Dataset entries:
= = = = =

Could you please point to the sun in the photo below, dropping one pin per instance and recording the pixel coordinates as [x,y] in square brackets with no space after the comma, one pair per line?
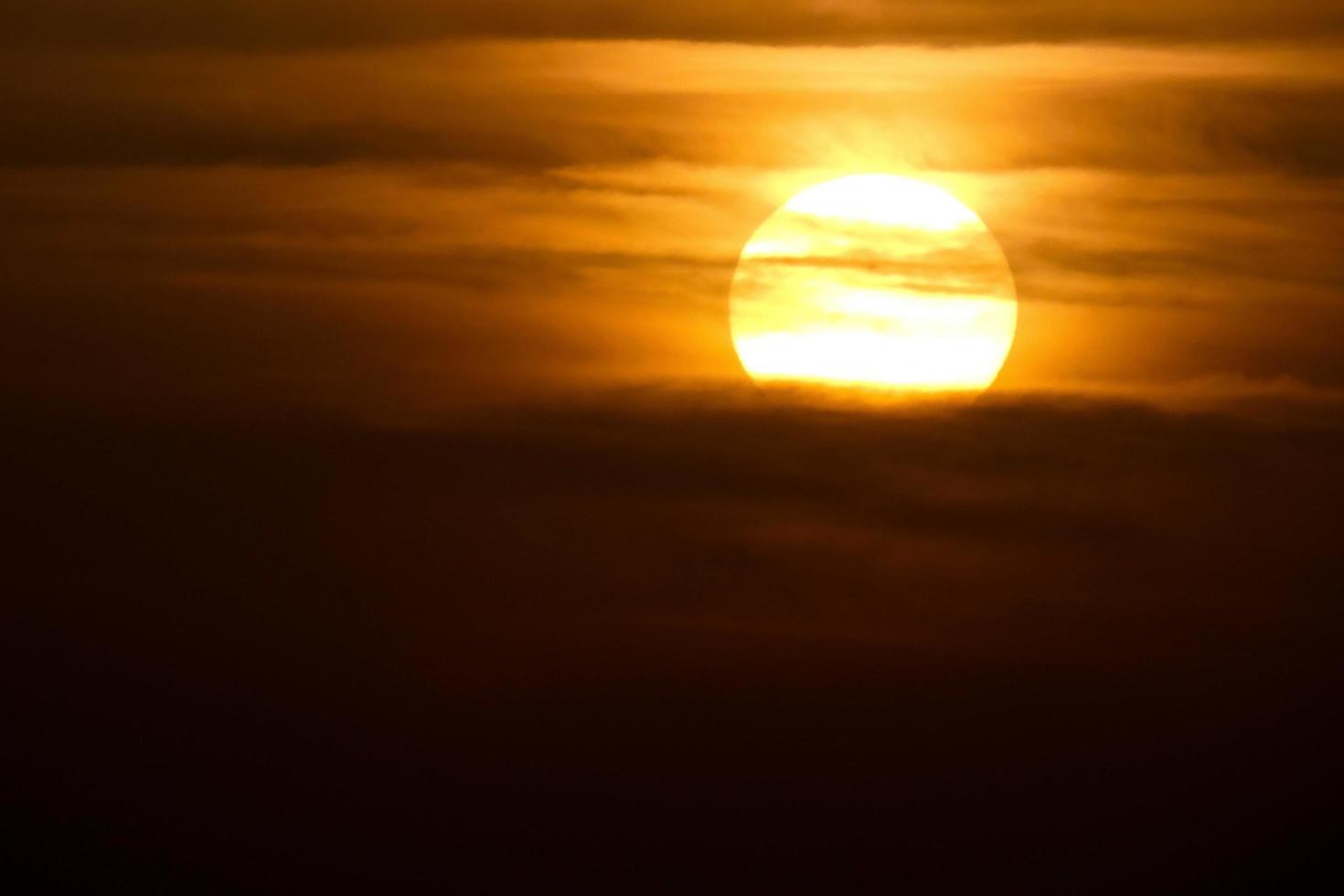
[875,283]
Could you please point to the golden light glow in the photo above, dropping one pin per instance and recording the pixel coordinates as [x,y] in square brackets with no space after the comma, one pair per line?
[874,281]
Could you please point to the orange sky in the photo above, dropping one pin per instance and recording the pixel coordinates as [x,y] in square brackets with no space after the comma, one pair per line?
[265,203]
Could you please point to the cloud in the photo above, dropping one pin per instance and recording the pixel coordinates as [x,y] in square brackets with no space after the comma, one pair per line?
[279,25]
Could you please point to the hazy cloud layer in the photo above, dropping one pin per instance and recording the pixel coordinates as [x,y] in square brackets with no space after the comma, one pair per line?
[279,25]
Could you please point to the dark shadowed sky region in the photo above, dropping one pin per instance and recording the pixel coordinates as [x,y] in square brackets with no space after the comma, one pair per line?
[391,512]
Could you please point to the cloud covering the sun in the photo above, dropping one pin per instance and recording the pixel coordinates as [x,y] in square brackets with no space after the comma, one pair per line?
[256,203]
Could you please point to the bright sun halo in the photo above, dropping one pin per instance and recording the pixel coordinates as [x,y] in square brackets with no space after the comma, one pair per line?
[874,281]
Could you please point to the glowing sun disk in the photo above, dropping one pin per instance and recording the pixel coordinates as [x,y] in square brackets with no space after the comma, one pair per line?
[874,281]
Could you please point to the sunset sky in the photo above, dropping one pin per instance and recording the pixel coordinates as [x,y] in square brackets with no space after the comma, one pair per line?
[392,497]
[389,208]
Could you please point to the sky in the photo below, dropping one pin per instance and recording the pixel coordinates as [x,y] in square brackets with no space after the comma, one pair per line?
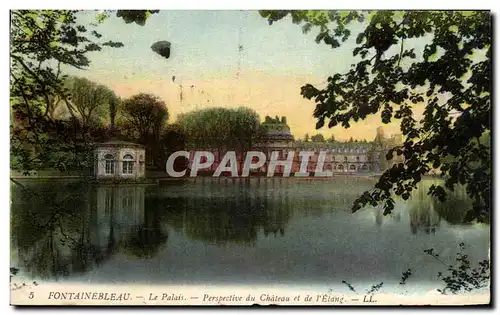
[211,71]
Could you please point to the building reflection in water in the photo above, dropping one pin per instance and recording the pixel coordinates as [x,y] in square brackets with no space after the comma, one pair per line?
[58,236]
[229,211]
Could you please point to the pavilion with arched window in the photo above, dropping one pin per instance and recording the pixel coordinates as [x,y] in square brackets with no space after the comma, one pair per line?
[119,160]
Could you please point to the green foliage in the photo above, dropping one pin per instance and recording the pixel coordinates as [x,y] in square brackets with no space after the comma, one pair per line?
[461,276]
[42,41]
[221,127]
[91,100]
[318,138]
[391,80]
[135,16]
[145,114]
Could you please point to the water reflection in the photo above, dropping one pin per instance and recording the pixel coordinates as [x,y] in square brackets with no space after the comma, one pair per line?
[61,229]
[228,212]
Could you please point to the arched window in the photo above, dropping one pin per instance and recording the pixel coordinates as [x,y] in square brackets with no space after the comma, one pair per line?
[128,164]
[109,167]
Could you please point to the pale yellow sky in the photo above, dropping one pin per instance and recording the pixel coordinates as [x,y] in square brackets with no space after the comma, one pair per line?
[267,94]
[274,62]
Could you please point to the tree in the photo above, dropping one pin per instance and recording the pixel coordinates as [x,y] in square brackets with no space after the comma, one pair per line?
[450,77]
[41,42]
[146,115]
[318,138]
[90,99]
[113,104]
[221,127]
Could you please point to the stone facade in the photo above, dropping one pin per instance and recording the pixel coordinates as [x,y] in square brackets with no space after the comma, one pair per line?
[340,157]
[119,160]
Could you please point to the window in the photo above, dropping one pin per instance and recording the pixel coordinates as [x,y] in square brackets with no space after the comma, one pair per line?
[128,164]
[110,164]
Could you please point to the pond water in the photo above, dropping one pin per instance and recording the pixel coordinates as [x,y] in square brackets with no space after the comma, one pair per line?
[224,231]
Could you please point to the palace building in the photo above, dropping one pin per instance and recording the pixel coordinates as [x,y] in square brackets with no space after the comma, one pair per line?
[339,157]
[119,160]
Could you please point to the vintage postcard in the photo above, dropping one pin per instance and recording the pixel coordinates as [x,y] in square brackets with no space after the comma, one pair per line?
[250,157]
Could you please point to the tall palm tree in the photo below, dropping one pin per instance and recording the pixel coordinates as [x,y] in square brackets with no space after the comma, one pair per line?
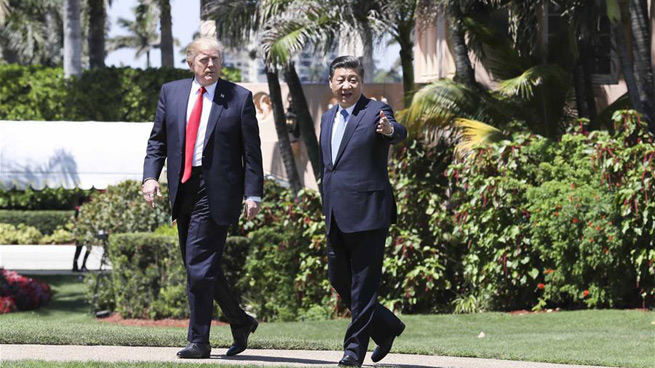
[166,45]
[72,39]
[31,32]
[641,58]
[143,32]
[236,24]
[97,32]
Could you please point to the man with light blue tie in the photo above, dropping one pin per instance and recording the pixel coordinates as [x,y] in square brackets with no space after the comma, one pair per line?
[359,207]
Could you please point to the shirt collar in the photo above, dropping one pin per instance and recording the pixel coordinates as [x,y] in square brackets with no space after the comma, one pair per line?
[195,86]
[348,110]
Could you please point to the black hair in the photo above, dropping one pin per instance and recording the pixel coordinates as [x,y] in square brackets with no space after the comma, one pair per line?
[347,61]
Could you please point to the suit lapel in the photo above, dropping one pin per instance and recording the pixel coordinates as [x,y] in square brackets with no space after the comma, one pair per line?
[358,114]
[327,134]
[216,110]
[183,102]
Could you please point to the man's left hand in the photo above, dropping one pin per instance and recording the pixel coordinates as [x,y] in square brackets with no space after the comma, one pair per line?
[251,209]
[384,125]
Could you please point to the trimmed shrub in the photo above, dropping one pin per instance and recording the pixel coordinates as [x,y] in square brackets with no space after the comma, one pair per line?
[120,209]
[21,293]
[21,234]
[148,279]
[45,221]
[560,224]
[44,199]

= = = = =

Task:
Copy out the listing above verbatim, starting at the line that contains "Could you please point to the trimmed" and continuing through its final line.

Exercise answer:
Could you please point to the trimmed shrub in the photo above, dropping one pin per instance and recording the pixel coordinates as [x,y] in square brackets with no space after the comma, one pair per line?
[120,209]
[21,293]
[21,234]
[148,279]
[45,221]
[560,224]
[44,199]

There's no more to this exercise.